* _RECORD SET_:
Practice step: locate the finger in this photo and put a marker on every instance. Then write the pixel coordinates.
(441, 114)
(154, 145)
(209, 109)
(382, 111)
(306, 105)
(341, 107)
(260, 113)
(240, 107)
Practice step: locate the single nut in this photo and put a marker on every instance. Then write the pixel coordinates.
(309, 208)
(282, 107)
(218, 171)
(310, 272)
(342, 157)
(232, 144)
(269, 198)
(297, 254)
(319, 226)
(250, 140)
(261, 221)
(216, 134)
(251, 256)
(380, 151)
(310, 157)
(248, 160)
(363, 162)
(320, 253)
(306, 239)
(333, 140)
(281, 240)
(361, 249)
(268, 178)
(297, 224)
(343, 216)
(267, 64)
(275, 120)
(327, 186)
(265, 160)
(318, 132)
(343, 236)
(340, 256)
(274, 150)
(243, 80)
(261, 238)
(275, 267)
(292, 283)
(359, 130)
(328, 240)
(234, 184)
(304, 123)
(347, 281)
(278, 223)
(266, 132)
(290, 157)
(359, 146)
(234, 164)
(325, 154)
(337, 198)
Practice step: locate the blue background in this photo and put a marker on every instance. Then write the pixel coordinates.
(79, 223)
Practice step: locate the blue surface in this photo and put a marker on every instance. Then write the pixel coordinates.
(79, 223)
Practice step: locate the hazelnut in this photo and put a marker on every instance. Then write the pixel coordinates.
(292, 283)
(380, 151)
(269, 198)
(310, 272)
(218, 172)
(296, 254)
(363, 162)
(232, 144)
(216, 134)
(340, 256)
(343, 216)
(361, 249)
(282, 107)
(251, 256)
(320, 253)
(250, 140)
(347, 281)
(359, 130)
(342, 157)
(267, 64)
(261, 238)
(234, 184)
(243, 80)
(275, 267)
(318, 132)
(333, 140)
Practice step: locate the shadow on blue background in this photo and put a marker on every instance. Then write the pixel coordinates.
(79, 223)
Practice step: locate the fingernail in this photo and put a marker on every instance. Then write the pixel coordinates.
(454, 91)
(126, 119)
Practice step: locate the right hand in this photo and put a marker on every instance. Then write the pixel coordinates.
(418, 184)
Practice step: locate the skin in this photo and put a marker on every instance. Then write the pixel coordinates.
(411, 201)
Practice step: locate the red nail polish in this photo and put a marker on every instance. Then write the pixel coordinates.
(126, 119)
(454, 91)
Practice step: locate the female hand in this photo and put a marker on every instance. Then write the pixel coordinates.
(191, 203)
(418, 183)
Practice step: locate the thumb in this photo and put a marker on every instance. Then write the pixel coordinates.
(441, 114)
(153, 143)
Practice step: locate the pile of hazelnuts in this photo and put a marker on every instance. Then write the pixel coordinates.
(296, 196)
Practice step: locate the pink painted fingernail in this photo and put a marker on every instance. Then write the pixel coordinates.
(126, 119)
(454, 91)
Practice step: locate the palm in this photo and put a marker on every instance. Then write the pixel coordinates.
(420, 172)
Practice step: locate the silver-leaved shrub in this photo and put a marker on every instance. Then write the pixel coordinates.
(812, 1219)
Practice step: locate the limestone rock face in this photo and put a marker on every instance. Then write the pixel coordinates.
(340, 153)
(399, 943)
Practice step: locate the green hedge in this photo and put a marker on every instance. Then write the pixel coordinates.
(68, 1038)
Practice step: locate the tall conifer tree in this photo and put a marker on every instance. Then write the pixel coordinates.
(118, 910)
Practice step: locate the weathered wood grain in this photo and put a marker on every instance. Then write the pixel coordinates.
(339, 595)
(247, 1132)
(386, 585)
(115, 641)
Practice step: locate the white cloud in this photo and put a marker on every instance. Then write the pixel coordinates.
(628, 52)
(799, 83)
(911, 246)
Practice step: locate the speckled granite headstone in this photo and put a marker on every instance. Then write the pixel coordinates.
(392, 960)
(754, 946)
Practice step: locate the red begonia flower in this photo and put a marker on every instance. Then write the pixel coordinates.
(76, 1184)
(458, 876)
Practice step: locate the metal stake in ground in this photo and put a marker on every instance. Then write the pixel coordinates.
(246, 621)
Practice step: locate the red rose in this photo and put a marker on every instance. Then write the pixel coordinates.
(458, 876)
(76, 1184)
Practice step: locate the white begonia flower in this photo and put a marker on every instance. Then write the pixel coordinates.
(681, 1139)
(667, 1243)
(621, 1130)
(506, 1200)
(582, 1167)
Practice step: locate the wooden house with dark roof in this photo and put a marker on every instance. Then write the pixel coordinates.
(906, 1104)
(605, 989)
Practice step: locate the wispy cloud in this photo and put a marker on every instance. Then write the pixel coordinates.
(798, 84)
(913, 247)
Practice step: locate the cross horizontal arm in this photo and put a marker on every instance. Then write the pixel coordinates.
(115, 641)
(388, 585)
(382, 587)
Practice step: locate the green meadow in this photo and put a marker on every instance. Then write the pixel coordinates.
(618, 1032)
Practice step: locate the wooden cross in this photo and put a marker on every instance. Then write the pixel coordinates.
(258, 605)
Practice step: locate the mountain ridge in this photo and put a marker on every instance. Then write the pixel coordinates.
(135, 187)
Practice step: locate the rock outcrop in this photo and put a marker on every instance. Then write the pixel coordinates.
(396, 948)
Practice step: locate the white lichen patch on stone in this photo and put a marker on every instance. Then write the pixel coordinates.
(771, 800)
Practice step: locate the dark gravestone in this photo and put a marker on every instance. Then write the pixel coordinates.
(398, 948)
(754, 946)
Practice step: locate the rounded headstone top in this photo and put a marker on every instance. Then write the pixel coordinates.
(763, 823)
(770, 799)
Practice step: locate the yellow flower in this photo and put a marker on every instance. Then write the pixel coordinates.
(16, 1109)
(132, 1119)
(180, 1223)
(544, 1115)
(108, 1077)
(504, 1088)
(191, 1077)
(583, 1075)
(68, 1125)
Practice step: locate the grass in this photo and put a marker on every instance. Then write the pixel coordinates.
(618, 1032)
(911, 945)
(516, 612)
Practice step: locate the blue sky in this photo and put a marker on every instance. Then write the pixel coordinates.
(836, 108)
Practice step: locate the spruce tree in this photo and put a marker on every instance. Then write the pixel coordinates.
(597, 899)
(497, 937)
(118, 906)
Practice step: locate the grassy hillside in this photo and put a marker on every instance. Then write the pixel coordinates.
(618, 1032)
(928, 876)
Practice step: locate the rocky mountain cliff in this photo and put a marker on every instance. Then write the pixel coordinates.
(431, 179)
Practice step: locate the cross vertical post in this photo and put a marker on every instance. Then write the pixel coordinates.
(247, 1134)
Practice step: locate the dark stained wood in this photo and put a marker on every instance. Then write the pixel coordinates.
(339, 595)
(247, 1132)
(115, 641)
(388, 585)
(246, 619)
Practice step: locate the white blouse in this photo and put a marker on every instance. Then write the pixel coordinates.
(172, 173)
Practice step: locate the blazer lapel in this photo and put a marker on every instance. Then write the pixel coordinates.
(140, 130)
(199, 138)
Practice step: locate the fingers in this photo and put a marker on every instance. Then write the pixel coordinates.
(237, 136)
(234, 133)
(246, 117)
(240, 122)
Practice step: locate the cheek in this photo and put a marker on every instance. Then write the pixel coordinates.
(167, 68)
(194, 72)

* _AIM OF THE EXERCISE_: What is needed here is an exact copy of all the records above.

* _RESULT OF THIS EXERCISE_:
Practice step: locate the finger in this photo and put a marker on every instance. Then write the pixel coordinates.
(441, 114)
(154, 145)
(209, 109)
(382, 111)
(306, 105)
(341, 107)
(260, 113)
(240, 107)
Practice step: locate the single nut in this photo and put a marker on every instance. Then write the pixel coordinates.
(309, 208)
(282, 107)
(218, 171)
(310, 272)
(342, 157)
(232, 144)
(269, 198)
(297, 254)
(319, 226)
(250, 140)
(261, 221)
(216, 134)
(251, 256)
(380, 151)
(310, 157)
(248, 160)
(363, 162)
(320, 253)
(306, 239)
(333, 140)
(281, 240)
(361, 249)
(268, 178)
(297, 224)
(343, 216)
(267, 64)
(275, 120)
(327, 186)
(265, 160)
(318, 132)
(343, 236)
(340, 256)
(274, 150)
(243, 80)
(261, 238)
(275, 267)
(292, 283)
(359, 130)
(328, 240)
(234, 184)
(304, 123)
(347, 281)
(278, 223)
(266, 132)
(290, 157)
(359, 146)
(234, 164)
(325, 154)
(337, 198)
Practice step: locate the blue background in this photo and put a marker on every instance. Then write the pixel coordinates.
(79, 223)
Practice step: locate the blue surface in this photo and put a marker on every instance. Then write the pixel coordinates.
(79, 223)
Practice step: locate the hazelnut in this photo and put a marker on every instance. Then write the pixel coordinates.
(292, 283)
(380, 151)
(269, 198)
(310, 272)
(218, 172)
(296, 254)
(363, 162)
(232, 144)
(216, 134)
(340, 256)
(343, 216)
(361, 249)
(282, 107)
(251, 256)
(320, 253)
(250, 140)
(347, 281)
(359, 130)
(342, 157)
(267, 64)
(261, 238)
(234, 184)
(243, 80)
(275, 267)
(318, 132)
(333, 140)
Practice step: locate the shadow on blue background in this photo and put a marker on every instance. Then write the pixel coordinates.
(79, 223)
Practice step: locate the fingernail in this photo and put a marker on every instance. Then write the pixel coordinates.
(454, 91)
(126, 119)
Practice step: locate the right hand in this photo and put a marker on every instance. Then write the pixel coordinates.
(418, 184)
Practice step: locate the skin in this photo and put a marker on every instance. Then write the pixel coordinates.
(411, 201)
Practice step: locate the red nail polish in this photo and put a marker on every instance. Then write the pixel coordinates.
(126, 119)
(454, 91)
Practice step: locate the female hand in this photo and put a marker on every instance. Then write the pixel coordinates.
(191, 203)
(418, 183)
Practice step: locate the thumb in this photo and put a marker on every instance. Then write the pixel coordinates.
(441, 114)
(153, 143)
Practice step: locate the pile of hazelnuts in this photo and put a marker on every instance. Then write the pixel coordinates.
(296, 196)
Practice step: locate the pink painted fingernail in this photo and put a marker on every instance. Then write the pixel coordinates.
(126, 119)
(454, 91)
Practice step: locate the palm in this photo and put a marker on every instance. Then write the pixel coordinates.
(420, 172)
Practice step: locate the silver-leaved shrub in this photo and put a marker on every instance. Then write the pixel coordinates.
(812, 1219)
Practice step: locate the limestone rock face in this photo and put a marker on every instance. Then write the pixel coordinates.
(340, 153)
(399, 943)
Practice step: locate the green hedge in this photo and put a marker on every instance. Then write the pixel coordinates.
(68, 1038)
Practice step: locate the tall conifer tree in this photo and put a marker on every instance. Then write the pixel coordinates.
(118, 910)
Practice step: locate the weathered wood grain in this photo and put a marker on every instance. Then write the pixel coordinates.
(339, 595)
(247, 1132)
(386, 585)
(115, 641)
Practice step: locate the white cloud in this photo and put a marker on every instance. Then write the pixel coordinates.
(628, 52)
(799, 83)
(911, 246)
Practice step: locate the speckled granite headstone in this photo and put a marker on every instance. Then write the pixel coordinates.
(392, 960)
(754, 946)
Practice step: locate the red begonia flower in this photo and put a marker on every instance. Then write the pixel coordinates.
(76, 1184)
(458, 876)
Practice step: locate the metal stake in ground in this photo and put a marker on every instance. Then write the pixel coordinates.
(246, 621)
Practice step: locate the red rose in this photo and put a marker on every instance. Then write the pixel coordinates.
(458, 876)
(76, 1184)
Practice step: locate the white begonia flower in this photo and put a marker on every instance. Then write the pixel coordinates.
(681, 1139)
(667, 1243)
(621, 1130)
(506, 1200)
(582, 1167)
Practice step: locate the wooden house with dark roof in this photo and put a marker on every instance. Then write the pixel coordinates.
(906, 1104)
(605, 989)
Practice step: locate the wispy cloud in this photo and put a marker on every instance. Then write the pixel coordinates.
(798, 84)
(913, 247)
Practice step: locate the cross horizontal arm in this photo and put a marker on every instance. Then write the pixel coordinates.
(115, 641)
(388, 585)
(382, 587)
Practice step: locate the green meadow in this photo and put a marker on every instance. Then write the pixel coordinates.
(618, 1032)
Practice step: locate the wooden cross in this photo and put a marker on every instance. Then write the pixel coordinates.
(258, 605)
Practice step: locate the mountain ridge in this photo and put a marker on every instance. Then write the pixel coordinates.
(135, 187)
Practice step: locate the rock outcrop in this photo and put a marker on every instance. Then write the pixel coordinates.
(396, 948)
Practice step: locate the white lichen patch on stone in this photo and put a marker on every instance. Then write the pixel coordinates.
(771, 800)
Practice step: locate the dark gravestone in this photo and put a marker on every instance. Then write the pixel coordinates.
(398, 948)
(754, 946)
Practice step: locate the rounded headstone top in this photo and put a marker on every instance. Then write the pixel coordinates.
(763, 823)
(770, 799)
Practice step: locate the yellow flower in this photo and put a marker on every instance. Then write the pixel coordinates.
(16, 1109)
(132, 1119)
(180, 1223)
(544, 1115)
(108, 1077)
(504, 1088)
(191, 1077)
(583, 1075)
(68, 1125)
Practice step: locate the grass in this photo and put a marker on every instance. Then write the pixel coordinates.
(618, 1032)
(911, 945)
(516, 612)
Practice step: locate the blue sky in this photo and put a marker on every instance. Then write the pixel coordinates.
(836, 108)
Practice step: locate the spruce tree in this photo and put a marker on every instance. Then write the pixel coordinates.
(597, 899)
(497, 937)
(118, 906)
Practice step: locate the grassy hillside in this photo and put a marker on every instance. Then write the pixel coordinates.
(618, 1032)
(928, 876)
Practice step: locate the rocky mountain cliff in this photo and put a marker on every instance. Then write the pixel coordinates.
(431, 179)
Practice step: locate the cross vertical post in this photo and put a marker on every instance. Then write the pixel coordinates.
(247, 1134)
Practice step: locate the dark stained wood in this photo and put a marker on every instance. Then write the pixel coordinates.
(339, 595)
(247, 1132)
(115, 641)
(388, 585)
(246, 619)
Practice step: locate the white blouse in this photo and put a marker on every instance. Then write the pixel coordinates.
(172, 173)
Practice step: locate the blazer lapel in this photo and put a marker on every instance. Then write the pixel coordinates.
(140, 130)
(199, 138)
Practice step: locate the fingers in this photo and put a marker on every instance. Then write the pixel coordinates.
(237, 136)
(234, 133)
(246, 117)
(240, 122)
Practice step: locate the cheek in this photo and put a marker on every instance. Then write the pixel coordinates.
(167, 68)
(194, 72)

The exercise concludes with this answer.